── Data for processing
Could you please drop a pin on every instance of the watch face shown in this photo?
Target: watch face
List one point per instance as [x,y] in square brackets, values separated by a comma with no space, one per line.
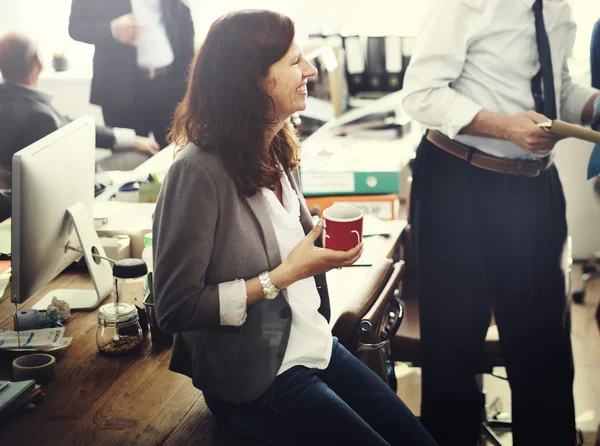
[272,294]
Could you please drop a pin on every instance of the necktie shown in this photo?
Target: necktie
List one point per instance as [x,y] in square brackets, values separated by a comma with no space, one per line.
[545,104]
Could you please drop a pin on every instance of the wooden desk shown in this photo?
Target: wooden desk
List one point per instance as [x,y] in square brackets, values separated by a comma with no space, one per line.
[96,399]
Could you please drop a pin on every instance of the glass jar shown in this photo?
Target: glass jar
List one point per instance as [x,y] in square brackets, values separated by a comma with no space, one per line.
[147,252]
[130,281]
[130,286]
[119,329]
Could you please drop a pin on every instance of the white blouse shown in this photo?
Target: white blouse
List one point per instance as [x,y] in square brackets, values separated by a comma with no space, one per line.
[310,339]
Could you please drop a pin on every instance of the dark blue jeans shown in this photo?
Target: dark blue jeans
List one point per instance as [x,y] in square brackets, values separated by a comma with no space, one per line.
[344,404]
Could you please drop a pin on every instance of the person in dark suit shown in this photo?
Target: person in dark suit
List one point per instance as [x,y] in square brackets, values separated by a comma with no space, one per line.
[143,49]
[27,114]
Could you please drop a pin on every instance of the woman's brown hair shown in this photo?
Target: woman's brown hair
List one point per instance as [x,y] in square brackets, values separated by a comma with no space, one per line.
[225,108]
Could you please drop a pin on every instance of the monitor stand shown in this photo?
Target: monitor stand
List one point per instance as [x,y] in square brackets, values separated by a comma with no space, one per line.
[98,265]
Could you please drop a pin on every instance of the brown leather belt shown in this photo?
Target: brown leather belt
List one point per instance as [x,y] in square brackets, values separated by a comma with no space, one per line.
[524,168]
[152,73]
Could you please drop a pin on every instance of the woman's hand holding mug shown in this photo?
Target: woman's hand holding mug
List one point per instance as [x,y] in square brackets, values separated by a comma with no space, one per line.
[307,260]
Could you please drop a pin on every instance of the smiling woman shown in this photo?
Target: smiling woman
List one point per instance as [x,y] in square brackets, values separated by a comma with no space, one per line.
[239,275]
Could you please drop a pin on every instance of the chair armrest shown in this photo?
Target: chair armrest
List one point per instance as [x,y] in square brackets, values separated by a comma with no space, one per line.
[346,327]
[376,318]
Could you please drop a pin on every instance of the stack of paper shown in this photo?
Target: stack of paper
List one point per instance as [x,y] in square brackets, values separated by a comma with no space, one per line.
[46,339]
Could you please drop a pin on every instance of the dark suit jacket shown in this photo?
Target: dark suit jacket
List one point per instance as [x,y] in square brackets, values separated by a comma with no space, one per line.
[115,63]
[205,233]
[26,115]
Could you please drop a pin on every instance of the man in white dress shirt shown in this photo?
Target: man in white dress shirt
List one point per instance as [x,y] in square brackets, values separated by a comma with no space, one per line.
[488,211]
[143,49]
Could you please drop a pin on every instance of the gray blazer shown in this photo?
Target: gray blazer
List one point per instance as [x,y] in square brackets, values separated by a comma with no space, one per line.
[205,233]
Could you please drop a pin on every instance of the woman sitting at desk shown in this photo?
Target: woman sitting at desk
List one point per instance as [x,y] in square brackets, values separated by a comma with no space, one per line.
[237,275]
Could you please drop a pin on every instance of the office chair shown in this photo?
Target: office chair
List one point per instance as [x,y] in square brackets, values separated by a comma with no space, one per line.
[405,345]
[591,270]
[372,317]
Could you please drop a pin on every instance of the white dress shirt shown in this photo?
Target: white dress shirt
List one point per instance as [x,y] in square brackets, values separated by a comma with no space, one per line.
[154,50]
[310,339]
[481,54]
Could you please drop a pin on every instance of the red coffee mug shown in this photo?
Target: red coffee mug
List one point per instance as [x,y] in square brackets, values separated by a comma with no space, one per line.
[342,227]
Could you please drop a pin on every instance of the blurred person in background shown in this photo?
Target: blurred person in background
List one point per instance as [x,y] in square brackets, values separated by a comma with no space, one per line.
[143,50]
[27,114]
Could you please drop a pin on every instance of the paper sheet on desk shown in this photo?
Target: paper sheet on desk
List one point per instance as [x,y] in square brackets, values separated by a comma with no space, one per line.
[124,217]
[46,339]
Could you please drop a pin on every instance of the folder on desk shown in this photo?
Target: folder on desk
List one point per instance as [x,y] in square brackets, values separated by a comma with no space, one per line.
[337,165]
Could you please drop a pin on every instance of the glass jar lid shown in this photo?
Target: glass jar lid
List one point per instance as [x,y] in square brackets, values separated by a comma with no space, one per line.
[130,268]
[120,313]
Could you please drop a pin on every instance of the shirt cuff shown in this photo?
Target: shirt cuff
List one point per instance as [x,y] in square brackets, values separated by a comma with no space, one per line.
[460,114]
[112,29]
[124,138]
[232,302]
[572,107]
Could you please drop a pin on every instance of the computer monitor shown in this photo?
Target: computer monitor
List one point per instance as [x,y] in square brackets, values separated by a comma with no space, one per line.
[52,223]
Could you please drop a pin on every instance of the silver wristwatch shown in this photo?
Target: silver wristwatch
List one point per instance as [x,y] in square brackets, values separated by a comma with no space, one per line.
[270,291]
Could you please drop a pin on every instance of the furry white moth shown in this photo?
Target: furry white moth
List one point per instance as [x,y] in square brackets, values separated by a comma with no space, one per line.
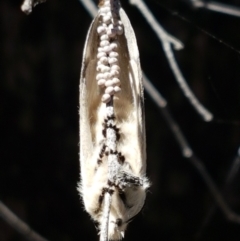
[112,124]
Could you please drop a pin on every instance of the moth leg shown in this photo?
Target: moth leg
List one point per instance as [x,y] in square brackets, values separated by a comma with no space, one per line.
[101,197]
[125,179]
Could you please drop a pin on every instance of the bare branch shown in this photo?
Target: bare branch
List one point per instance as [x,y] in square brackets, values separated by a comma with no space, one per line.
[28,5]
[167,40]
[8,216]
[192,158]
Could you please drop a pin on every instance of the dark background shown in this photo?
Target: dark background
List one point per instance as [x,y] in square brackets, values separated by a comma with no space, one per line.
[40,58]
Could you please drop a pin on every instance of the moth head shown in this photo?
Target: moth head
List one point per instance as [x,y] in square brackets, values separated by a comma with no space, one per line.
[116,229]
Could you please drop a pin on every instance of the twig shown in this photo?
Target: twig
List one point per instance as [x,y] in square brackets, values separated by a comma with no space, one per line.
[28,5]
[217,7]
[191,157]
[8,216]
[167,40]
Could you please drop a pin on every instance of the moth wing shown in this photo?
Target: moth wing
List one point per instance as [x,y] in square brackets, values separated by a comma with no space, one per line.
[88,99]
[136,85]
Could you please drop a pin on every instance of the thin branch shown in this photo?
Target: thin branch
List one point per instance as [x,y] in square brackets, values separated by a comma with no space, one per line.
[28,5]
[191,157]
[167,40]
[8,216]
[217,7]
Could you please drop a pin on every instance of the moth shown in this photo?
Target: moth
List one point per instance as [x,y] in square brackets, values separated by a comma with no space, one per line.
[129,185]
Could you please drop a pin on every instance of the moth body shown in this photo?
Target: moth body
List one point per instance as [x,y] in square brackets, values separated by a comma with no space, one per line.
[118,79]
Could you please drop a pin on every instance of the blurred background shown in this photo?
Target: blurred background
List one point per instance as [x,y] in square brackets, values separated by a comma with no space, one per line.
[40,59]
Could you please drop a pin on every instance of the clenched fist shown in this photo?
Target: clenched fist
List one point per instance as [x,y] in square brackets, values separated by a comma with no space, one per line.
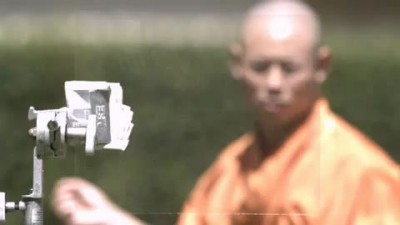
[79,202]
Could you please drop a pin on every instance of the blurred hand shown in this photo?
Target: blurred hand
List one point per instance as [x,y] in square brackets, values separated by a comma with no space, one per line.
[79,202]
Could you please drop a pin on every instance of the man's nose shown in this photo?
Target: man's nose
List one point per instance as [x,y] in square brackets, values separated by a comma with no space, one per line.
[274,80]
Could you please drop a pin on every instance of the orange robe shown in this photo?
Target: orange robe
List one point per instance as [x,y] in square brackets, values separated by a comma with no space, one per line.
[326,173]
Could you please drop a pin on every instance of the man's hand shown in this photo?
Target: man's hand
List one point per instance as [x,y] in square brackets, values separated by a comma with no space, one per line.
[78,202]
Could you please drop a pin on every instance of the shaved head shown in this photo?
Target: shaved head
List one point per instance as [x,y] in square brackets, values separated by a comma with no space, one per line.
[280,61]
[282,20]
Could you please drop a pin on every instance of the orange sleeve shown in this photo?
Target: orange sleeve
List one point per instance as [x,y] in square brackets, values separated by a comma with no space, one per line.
────
* _What to do_: Identify each line in the entries with the word "blouse" and copy it.

* _Written answer_:
Could you please drop a pin on every instance of the white blouse shown in this photo?
Target: white blouse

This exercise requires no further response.